▸ **Exercise directions**
Could you reproduce the lines below from the one with "Target: crowd of spectators" through the one with "the red building"? Keep both ends and add nothing.

__________________________________________________

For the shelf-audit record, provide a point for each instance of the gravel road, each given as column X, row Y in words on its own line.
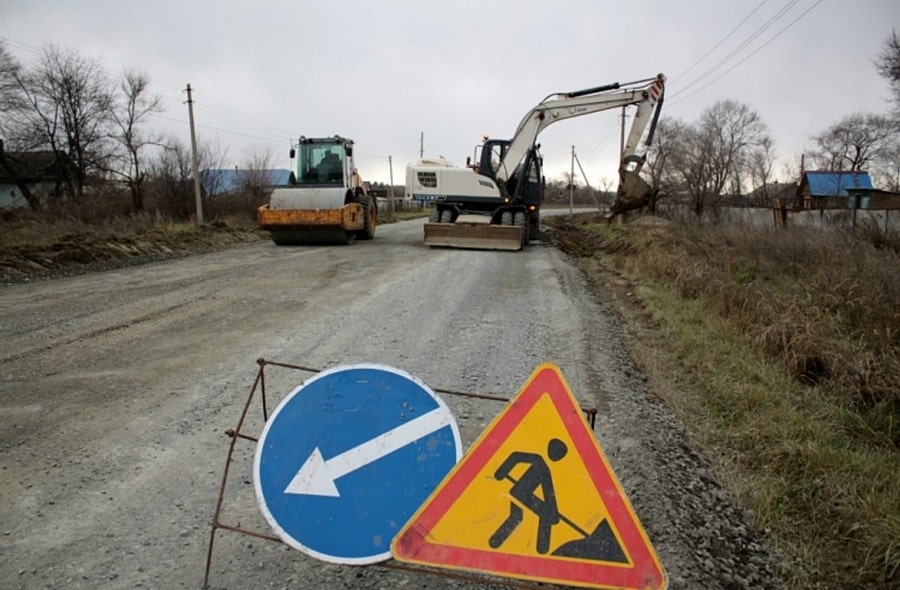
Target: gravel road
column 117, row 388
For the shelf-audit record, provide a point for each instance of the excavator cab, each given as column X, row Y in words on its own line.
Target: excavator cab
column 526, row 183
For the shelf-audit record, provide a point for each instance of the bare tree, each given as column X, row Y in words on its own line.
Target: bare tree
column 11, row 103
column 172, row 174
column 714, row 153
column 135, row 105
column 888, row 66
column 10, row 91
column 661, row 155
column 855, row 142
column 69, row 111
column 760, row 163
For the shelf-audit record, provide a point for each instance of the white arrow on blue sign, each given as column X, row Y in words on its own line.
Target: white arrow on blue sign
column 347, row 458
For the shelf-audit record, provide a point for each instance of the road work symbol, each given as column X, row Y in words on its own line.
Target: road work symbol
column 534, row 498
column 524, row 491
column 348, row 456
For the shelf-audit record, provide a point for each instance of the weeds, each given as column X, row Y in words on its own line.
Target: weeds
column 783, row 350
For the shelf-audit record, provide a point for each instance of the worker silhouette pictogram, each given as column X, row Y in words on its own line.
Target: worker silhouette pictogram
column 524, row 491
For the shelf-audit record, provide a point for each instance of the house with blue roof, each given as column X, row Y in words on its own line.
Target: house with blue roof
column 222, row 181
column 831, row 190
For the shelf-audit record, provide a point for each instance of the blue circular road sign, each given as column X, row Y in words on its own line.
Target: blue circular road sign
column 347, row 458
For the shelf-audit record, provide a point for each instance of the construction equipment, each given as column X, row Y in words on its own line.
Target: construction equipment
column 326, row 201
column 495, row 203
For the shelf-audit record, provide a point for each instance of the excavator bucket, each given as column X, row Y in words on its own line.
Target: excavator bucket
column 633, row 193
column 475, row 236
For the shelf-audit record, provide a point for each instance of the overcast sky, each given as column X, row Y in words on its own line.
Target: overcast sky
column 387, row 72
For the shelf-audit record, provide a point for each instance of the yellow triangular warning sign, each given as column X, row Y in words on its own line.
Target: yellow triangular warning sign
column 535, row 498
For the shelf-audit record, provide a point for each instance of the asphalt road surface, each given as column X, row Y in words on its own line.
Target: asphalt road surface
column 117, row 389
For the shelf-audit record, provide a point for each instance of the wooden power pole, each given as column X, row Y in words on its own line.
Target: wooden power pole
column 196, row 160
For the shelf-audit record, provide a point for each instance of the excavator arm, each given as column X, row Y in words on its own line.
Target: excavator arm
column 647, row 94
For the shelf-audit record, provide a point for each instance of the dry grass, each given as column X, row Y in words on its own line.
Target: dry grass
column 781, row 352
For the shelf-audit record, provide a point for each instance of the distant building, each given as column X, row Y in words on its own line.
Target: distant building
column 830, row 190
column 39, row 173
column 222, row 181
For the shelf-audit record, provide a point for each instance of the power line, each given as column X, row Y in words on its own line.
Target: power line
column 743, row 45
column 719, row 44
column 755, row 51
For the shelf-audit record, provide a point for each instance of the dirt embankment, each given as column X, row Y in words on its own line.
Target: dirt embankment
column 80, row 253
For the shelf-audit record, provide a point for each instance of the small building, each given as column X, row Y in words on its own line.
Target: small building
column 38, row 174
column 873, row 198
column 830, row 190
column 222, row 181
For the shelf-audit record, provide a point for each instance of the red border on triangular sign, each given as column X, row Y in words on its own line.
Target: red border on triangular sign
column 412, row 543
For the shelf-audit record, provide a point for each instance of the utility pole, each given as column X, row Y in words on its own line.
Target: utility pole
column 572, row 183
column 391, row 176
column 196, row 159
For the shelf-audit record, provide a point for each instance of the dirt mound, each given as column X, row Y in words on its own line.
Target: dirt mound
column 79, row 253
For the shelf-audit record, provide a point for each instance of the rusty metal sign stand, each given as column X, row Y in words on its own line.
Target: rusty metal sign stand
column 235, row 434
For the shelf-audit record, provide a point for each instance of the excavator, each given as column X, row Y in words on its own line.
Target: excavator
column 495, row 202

__________________________________________________

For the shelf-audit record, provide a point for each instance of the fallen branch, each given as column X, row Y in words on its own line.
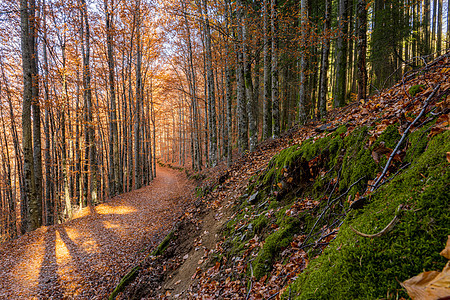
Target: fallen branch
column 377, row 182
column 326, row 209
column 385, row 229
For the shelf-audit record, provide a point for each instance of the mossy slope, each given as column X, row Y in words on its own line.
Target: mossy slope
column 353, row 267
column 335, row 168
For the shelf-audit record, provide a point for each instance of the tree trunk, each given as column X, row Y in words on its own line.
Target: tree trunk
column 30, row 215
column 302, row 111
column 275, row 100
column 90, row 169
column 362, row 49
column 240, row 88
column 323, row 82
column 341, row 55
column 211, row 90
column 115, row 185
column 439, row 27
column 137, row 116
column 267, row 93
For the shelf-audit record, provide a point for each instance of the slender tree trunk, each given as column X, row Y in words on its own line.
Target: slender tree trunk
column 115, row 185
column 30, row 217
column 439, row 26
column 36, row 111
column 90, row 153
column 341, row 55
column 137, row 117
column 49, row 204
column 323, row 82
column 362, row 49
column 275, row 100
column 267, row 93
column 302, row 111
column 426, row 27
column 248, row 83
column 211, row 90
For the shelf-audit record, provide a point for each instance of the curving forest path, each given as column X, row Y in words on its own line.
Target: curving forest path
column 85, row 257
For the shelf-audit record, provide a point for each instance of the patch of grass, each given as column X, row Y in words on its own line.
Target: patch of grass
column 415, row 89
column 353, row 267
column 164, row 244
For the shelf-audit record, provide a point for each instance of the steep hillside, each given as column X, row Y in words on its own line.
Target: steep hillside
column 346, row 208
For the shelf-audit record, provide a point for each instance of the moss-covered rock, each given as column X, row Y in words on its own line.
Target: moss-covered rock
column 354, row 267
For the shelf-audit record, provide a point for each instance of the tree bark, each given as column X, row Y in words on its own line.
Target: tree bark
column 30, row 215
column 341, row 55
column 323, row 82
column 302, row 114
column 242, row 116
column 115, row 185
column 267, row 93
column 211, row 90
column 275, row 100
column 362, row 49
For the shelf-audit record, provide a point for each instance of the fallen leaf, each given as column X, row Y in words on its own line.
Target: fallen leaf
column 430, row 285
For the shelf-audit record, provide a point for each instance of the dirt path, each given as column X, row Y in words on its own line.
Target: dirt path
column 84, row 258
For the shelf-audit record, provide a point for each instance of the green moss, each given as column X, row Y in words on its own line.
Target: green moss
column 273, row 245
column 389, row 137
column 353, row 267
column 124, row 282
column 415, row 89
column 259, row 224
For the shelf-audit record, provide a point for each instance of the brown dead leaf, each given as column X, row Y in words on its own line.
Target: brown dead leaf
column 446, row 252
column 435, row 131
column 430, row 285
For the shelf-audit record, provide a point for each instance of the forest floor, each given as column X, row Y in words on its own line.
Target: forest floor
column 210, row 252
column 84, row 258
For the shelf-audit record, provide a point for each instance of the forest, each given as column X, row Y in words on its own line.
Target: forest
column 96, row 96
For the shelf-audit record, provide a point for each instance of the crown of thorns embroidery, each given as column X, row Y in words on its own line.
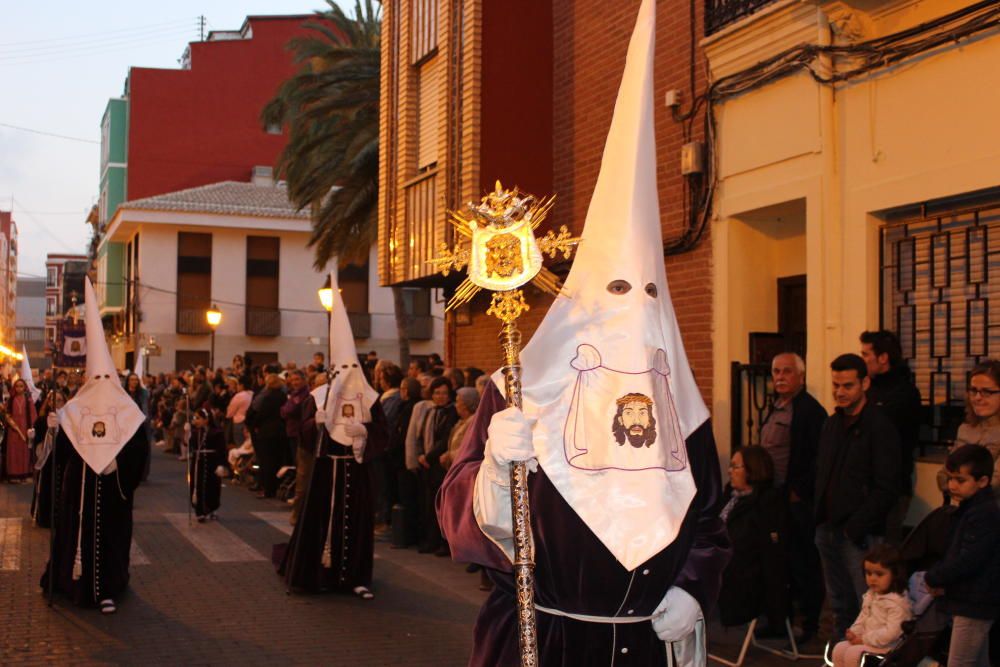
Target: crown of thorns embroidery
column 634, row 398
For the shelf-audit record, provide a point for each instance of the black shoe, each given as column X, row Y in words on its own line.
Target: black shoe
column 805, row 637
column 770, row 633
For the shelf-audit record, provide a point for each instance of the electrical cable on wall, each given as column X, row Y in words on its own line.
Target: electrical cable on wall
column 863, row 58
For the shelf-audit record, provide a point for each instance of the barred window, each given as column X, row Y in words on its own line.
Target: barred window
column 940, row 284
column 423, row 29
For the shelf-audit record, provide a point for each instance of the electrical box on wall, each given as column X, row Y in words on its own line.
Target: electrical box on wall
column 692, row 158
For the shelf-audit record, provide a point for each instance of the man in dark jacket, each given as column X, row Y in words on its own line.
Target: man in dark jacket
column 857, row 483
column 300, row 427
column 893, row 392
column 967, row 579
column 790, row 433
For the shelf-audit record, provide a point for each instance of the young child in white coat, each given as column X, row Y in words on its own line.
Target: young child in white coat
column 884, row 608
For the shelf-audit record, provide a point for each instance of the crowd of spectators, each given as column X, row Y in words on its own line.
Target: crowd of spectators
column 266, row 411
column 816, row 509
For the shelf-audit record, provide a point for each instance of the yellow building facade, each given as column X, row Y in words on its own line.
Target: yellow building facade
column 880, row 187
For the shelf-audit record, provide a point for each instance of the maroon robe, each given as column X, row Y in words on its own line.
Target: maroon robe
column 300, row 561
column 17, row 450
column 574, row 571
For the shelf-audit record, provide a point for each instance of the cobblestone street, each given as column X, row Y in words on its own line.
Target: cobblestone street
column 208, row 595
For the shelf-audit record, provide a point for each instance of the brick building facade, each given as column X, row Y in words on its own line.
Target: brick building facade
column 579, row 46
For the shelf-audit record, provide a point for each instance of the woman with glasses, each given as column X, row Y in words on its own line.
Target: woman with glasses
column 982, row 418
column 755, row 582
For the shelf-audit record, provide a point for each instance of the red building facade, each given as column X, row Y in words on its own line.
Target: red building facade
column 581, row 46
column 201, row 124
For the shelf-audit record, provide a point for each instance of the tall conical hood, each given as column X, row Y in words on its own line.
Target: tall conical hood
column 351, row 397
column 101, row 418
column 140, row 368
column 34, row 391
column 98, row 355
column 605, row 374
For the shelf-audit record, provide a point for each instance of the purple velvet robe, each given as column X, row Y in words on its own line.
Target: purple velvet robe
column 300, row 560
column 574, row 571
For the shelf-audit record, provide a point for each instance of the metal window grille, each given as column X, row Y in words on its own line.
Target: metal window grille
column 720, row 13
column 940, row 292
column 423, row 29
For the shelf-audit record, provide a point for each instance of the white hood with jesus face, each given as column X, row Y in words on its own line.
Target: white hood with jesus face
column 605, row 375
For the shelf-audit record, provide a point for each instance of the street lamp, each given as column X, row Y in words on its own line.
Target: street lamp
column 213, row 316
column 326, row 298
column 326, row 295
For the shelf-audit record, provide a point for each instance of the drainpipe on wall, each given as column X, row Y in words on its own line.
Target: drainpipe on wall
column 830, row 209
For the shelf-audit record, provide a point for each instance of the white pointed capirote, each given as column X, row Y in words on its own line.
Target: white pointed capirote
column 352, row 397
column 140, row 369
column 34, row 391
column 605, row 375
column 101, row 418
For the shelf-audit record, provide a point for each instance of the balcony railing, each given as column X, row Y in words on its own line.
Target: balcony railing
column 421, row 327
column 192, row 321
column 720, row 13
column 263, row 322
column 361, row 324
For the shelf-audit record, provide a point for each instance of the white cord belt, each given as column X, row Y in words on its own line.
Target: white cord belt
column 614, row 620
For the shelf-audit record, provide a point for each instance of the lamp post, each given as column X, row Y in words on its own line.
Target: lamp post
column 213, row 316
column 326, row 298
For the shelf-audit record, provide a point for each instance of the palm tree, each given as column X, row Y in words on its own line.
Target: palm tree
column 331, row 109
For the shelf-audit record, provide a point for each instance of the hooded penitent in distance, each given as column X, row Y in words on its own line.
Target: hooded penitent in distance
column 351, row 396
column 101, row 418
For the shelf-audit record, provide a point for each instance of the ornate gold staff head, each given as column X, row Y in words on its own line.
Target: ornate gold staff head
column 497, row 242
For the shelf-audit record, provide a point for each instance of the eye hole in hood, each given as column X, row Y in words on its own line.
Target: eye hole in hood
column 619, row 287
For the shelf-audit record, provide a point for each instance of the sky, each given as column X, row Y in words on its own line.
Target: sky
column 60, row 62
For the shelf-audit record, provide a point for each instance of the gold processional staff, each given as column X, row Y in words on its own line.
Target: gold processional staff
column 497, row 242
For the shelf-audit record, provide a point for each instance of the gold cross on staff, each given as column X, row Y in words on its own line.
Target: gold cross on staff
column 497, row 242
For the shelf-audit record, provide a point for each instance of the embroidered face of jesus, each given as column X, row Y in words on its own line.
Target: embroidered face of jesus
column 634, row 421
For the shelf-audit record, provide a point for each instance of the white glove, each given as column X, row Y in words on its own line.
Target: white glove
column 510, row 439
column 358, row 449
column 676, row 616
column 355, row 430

__________________________________________________

▸ **Solved problem**
Target: crowd of spectators
column 266, row 411
column 816, row 509
For the shelf-audit record, provide a point for each instance of the yellow building facade, each given as column X, row Y in words on its own line.
Target: yellow building facade
column 880, row 187
For the shelf-audit record, provide a point for each instance of the maroon robe, each given as column X, row Y in words on its own line.
Target: maroon robe
column 300, row 561
column 17, row 450
column 574, row 571
For the shelf-audit record, provide a point for each instance of the cobblestone street, each given as column X, row Y in words on its own line.
Target: cobblestone street
column 208, row 595
For the shelf-audit record, provide a point for each instance of the brick building facade, each given as column X, row Y in words on its own line.
Target: brick building facade
column 579, row 46
For the shelf-audit record, provide a point for each instance of the woman with glasses, each given as column X, row Y in words on its own line.
Target: woman with glasses
column 982, row 418
column 755, row 582
For the shelf-audit record, provide a point for each instance of the red building facade, each given as column X, row Y in words on its own line.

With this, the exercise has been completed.